> [Brief]:
Write out the records below again, substituting "item" for each occurrence of "instance" and changing nothing else.

> [Record set]:
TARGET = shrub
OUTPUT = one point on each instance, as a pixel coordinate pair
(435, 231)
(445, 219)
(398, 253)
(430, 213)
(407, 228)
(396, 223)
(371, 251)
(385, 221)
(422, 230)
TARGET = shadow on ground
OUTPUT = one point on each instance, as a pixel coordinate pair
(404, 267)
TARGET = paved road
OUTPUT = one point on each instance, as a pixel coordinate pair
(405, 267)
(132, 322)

> [Response for this exercise]:
TARGET = shrub
OUTPUT = one point on each item, as a pixel coordinate pair
(435, 231)
(445, 219)
(398, 253)
(430, 213)
(407, 228)
(396, 223)
(371, 251)
(385, 221)
(422, 230)
TARGET = shadow on ground
OUTPUT = one point on each item, as a pixel coordinate pair
(404, 267)
TARGET = paved road
OUTPUT = one point on each item, as a pixel coordinate pair
(405, 267)
(132, 322)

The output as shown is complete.